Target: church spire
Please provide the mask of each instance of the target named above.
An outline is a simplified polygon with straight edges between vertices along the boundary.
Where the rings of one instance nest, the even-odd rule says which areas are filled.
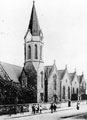
[[[35,1],[33,1],[33,7],[32,7],[32,11],[31,11],[31,17],[30,17],[28,30],[30,30],[30,32],[33,36],[40,35],[41,30],[40,30],[37,13],[36,13],[36,9],[35,9]]]

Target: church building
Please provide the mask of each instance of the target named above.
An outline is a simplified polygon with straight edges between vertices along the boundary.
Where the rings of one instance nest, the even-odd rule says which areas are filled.
[[[33,2],[28,29],[24,36],[24,66],[0,62],[0,76],[23,88],[32,90],[30,102],[59,102],[71,100],[72,93],[86,91],[84,75],[68,73],[67,66],[58,70],[55,64],[44,66],[43,33],[39,25],[35,2]]]

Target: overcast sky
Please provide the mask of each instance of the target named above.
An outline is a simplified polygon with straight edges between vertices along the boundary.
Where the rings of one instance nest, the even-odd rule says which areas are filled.
[[[44,64],[56,60],[87,78],[87,0],[36,0],[44,35]],[[32,0],[0,0],[0,61],[23,66]]]

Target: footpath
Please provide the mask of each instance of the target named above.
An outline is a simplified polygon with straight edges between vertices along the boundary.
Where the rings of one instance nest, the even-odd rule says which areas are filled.
[[[80,107],[87,106],[86,103],[81,103]],[[57,108],[56,112],[58,111],[66,111],[70,109],[76,109],[76,104],[72,104],[71,107],[68,107],[66,105],[61,104],[60,108]],[[51,113],[50,109],[47,110],[42,110],[41,114],[47,114]],[[24,113],[17,113],[17,114],[12,114],[12,115],[2,115],[0,116],[0,120],[7,120],[7,119],[12,119],[12,118],[21,118],[21,117],[27,117],[27,116],[33,116],[33,115],[40,115],[40,113],[33,114],[31,111],[30,112],[24,112]]]

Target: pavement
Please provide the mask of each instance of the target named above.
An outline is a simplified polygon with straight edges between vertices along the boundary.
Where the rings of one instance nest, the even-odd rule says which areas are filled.
[[[85,107],[87,106],[86,104],[82,104],[80,105],[82,107]],[[68,111],[68,110],[76,110],[76,105],[75,106],[71,106],[71,107],[61,107],[61,108],[58,108],[56,110],[56,112],[58,111]],[[51,110],[43,110],[41,114],[47,114],[47,113],[51,113]],[[78,113],[79,114],[79,113]],[[40,115],[40,113],[37,113],[35,115]],[[71,114],[72,115],[72,114]],[[73,114],[74,115],[74,114]],[[6,120],[6,119],[14,119],[14,118],[22,118],[22,117],[29,117],[29,116],[34,116],[34,114],[32,114],[32,112],[25,112],[25,113],[17,113],[17,114],[12,114],[11,116],[10,115],[3,115],[3,116],[0,116],[0,120]],[[62,116],[63,118],[64,116]],[[67,115],[68,117],[68,115]]]
[[[84,106],[86,106],[86,104],[81,105],[81,106],[84,107]],[[58,108],[56,110],[56,112],[58,112],[58,111],[66,111],[66,110],[71,110],[71,109],[76,109],[76,106]],[[47,113],[51,113],[51,110],[43,110],[41,114],[47,114]],[[40,113],[36,113],[35,115],[40,115]],[[4,115],[4,116],[2,116],[2,118],[10,119],[10,118],[20,118],[20,117],[27,117],[27,116],[34,116],[34,114],[32,114],[32,112],[25,112],[25,113],[17,113],[16,115],[13,114],[11,116],[10,115]]]

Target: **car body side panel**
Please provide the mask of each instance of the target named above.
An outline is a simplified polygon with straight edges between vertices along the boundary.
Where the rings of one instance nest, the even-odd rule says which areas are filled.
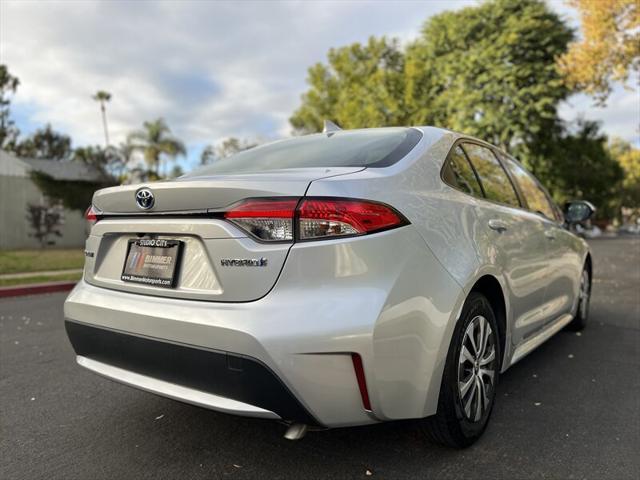
[[[584,240],[560,227],[555,222],[545,221],[548,232],[548,262],[552,269],[547,282],[546,299],[553,306],[555,317],[575,313],[577,307],[580,275],[584,266],[588,246]]]
[[[359,353],[376,417],[422,417],[435,413],[460,289],[433,256],[425,255],[412,226],[392,234],[394,241],[378,236],[296,244],[276,289],[286,285],[304,294],[311,283],[334,312],[331,323],[314,325],[317,333],[309,332],[309,340],[296,340],[298,353]],[[382,256],[382,251],[396,253]],[[339,305],[345,295],[362,302],[356,318],[334,310],[333,302]]]
[[[476,232],[473,243],[481,265],[495,266],[503,277],[503,293],[510,300],[509,339],[515,345],[549,319],[549,309],[544,305],[551,267],[544,226],[536,214],[485,201],[479,203],[471,217],[470,229]],[[496,219],[504,223],[505,231],[489,228],[489,222]],[[467,281],[467,289],[474,283]]]
[[[307,194],[375,199],[397,208],[423,237],[426,250],[462,288],[463,298],[482,275],[498,279],[507,304],[506,368],[515,346],[561,313],[556,305],[558,297],[568,296],[568,290],[577,292],[576,259],[580,254],[575,252],[581,248],[575,242],[580,240],[559,228],[557,243],[564,245],[564,253],[560,258],[550,258],[545,225],[539,215],[476,199],[442,182],[444,159],[461,136],[430,128],[423,131],[425,141],[430,142],[428,149],[416,148],[389,168],[316,180]],[[497,217],[508,224],[507,232],[488,228],[488,221]],[[553,289],[547,292],[550,281],[563,293],[554,294]],[[575,304],[575,293],[566,300]],[[566,309],[565,299],[562,302]]]

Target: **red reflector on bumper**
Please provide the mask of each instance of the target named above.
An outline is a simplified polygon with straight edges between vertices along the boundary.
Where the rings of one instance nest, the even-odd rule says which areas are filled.
[[[356,378],[358,379],[358,388],[360,389],[360,396],[362,397],[362,405],[365,410],[371,411],[371,401],[369,400],[369,391],[367,390],[367,379],[364,376],[362,357],[357,353],[352,353],[351,360],[353,361],[353,369],[355,370]]]

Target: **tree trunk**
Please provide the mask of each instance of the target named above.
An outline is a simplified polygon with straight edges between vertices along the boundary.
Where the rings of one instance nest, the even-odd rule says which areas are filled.
[[[102,110],[102,126],[104,128],[105,148],[109,148],[109,130],[107,129],[107,110],[104,108],[104,102],[100,102],[100,110]]]

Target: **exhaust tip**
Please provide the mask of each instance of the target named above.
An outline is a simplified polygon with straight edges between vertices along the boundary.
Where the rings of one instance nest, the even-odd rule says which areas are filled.
[[[289,425],[287,431],[284,432],[284,438],[287,440],[300,440],[307,434],[307,425],[304,423],[293,423]]]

......

- **Task instructions**
Transcribe the listing in full. Leave the pictures out.

- **Written answer**
Target: church spire
Please provide the mask of each instance of the target named above.
An outline is a simplified polygon with straight edges between vertices along the boundary.
Where the rings of one instance nest, the even-odd rule says which areas are filled.
[[[35,1],[33,1],[33,7],[32,7],[32,11],[31,11],[31,17],[30,17],[28,30],[30,30],[30,32],[33,36],[40,35],[41,30],[40,30],[37,13],[36,13],[36,9],[35,9]]]

Target: church building
Please provide the mask of each instance of the target named above.
An outline is a simplified polygon with straight edges between vertices along the boundary.
Where the rings of one instance nest, the even-odd rule says which areas are filled.
[[[33,2],[28,29],[24,36],[24,66],[0,62],[0,76],[23,88],[32,90],[30,102],[59,102],[71,100],[72,93],[86,91],[84,75],[68,73],[67,66],[58,70],[55,64],[44,66],[43,33],[39,25],[35,2]]]

Target: overcast sky
Please provide the mask of each instance of the target named above.
An outline is a simplified polygon with straight edges between vertices along the boundary.
Where the rings of one instance nest, the even-odd rule says which areas are filled.
[[[44,64],[56,60],[87,78],[87,0],[36,0],[44,35]],[[32,0],[0,0],[0,61],[23,66]]]

Target: footpath
Please provide the mask of each instance of the target named above.
An outline is a simplified polygon with straight edges between vertices along the boundary.
Where the rings of one instance nest, the even-odd rule says which areas are filled.
[[[80,107],[87,106],[86,103],[81,103]],[[57,108],[56,112],[58,111],[66,111],[70,109],[76,109],[76,104],[72,104],[71,107],[68,107],[66,105],[61,104],[60,108]],[[51,113],[50,109],[47,110],[42,110],[41,114],[47,114]],[[24,113],[17,113],[17,114],[12,114],[12,115],[2,115],[0,116],[0,120],[7,120],[7,119],[12,119],[12,118],[21,118],[21,117],[27,117],[27,116],[33,116],[33,115],[40,115],[40,113],[33,114],[31,111],[30,112],[24,112]]]

Target: pavement
Please provide the mask of each instance of the target named above.
An outline is a simplified polygon with straight edges between vertices along the boundary.
Where the rings of one instance nest, the even-odd rule says which areas are filled.
[[[85,107],[87,106],[86,104],[82,104],[80,105],[82,107]],[[68,111],[68,110],[76,110],[76,105],[75,106],[71,106],[71,107],[61,107],[61,108],[58,108],[56,110],[56,112],[58,111]],[[51,110],[43,110],[41,114],[47,114],[47,113],[51,113]],[[78,113],[79,114],[79,113]],[[40,115],[40,113],[37,113],[35,115]],[[71,114],[72,115],[72,114]],[[73,114],[74,115],[74,114]],[[6,120],[6,119],[14,119],[14,118],[22,118],[22,117],[29,117],[29,116],[34,116],[34,114],[32,114],[32,112],[25,112],[25,113],[17,113],[17,114],[12,114],[11,116],[10,115],[3,115],[3,116],[0,116],[0,120]],[[62,116],[63,118],[64,116]],[[67,115],[68,117],[68,115]]]
[[[84,106],[86,106],[86,104],[81,105],[81,106],[84,107]],[[58,108],[56,110],[56,112],[58,112],[58,111],[66,111],[66,110],[71,110],[71,109],[76,109],[76,106]],[[47,113],[51,113],[51,110],[43,110],[41,114],[47,114]],[[40,113],[36,113],[35,115],[40,115]],[[4,115],[4,116],[2,116],[2,118],[10,119],[10,118],[20,118],[20,117],[27,117],[27,116],[34,116],[34,114],[32,114],[32,112],[25,112],[25,113],[17,113],[16,115],[13,114],[11,116],[10,115]]]

Target: **car body side panel**
Please provide the mask of each instance of the target named above.
An outline is a simplified polygon with straight edges between vertices along the boundary.
Where the rings of one instance nest, the even-odd rule says which areas are filled.
[[[584,240],[560,227],[555,222],[545,221],[548,232],[548,262],[552,269],[547,282],[546,299],[553,306],[555,317],[575,313],[577,307],[580,275],[584,266],[588,246]]]
[[[359,353],[376,417],[422,417],[435,413],[460,289],[433,256],[425,255],[412,226],[392,234],[394,241],[378,236],[296,244],[276,289],[286,285],[304,294],[311,283],[334,312],[331,323],[314,325],[317,333],[309,332],[309,340],[296,340],[298,353]],[[382,256],[382,251],[396,253]],[[339,305],[345,295],[362,302],[356,318],[334,310],[333,302]]]
[[[476,232],[473,243],[481,265],[495,266],[503,277],[503,293],[510,300],[509,339],[515,345],[549,319],[549,309],[544,305],[551,267],[544,226],[536,214],[485,201],[479,203],[471,217],[470,229]],[[496,219],[504,223],[505,231],[489,228],[489,222]],[[467,281],[467,289],[474,283]]]
[[[307,194],[375,199],[397,208],[423,237],[426,250],[462,288],[463,298],[482,275],[498,279],[507,304],[506,368],[515,346],[561,313],[556,305],[558,297],[568,296],[568,290],[577,292],[576,259],[580,254],[575,252],[581,248],[575,242],[580,240],[559,228],[557,243],[564,245],[564,253],[560,258],[550,258],[545,225],[539,215],[476,199],[442,182],[444,159],[461,136],[430,128],[423,131],[425,141],[430,142],[428,149],[416,148],[389,168],[316,180]],[[497,217],[508,224],[507,232],[488,228],[488,221]],[[553,289],[547,292],[550,281],[563,293],[554,294]],[[575,304],[575,293],[566,300]],[[566,309],[565,299],[562,302]]]

Target: **red reflector on bumper**
Please provide the mask of each instance of the target named above.
An outline is a simplified polygon with straight edges between vertices along the boundary.
Where the rings of one instance nest, the even-odd rule says which areas are filled.
[[[356,378],[358,379],[358,388],[360,389],[360,396],[362,397],[362,405],[365,410],[371,411],[371,401],[369,400],[369,391],[367,390],[367,379],[364,376],[362,357],[357,353],[352,353],[351,360],[353,361],[353,369],[355,370]]]

Target: **tree trunk**
Please provide the mask of each instance of the target named above.
An outline is a simplified polygon with straight edges between vertices along the boundary.
Where the rings of one instance nest, the even-odd rule says which areas are filled.
[[[102,110],[102,126],[104,128],[105,148],[109,148],[109,130],[107,129],[107,110],[104,108],[104,102],[100,102],[100,110]]]

Target: **exhaust tip**
Please provide the mask of each instance of the target named above.
An outline is a simplified polygon with straight edges between vertices along the boundary.
Where the rings of one instance nest, the even-odd rule says which areas are filled.
[[[289,425],[287,431],[284,432],[284,438],[287,440],[300,440],[307,434],[307,425],[304,423],[293,423]]]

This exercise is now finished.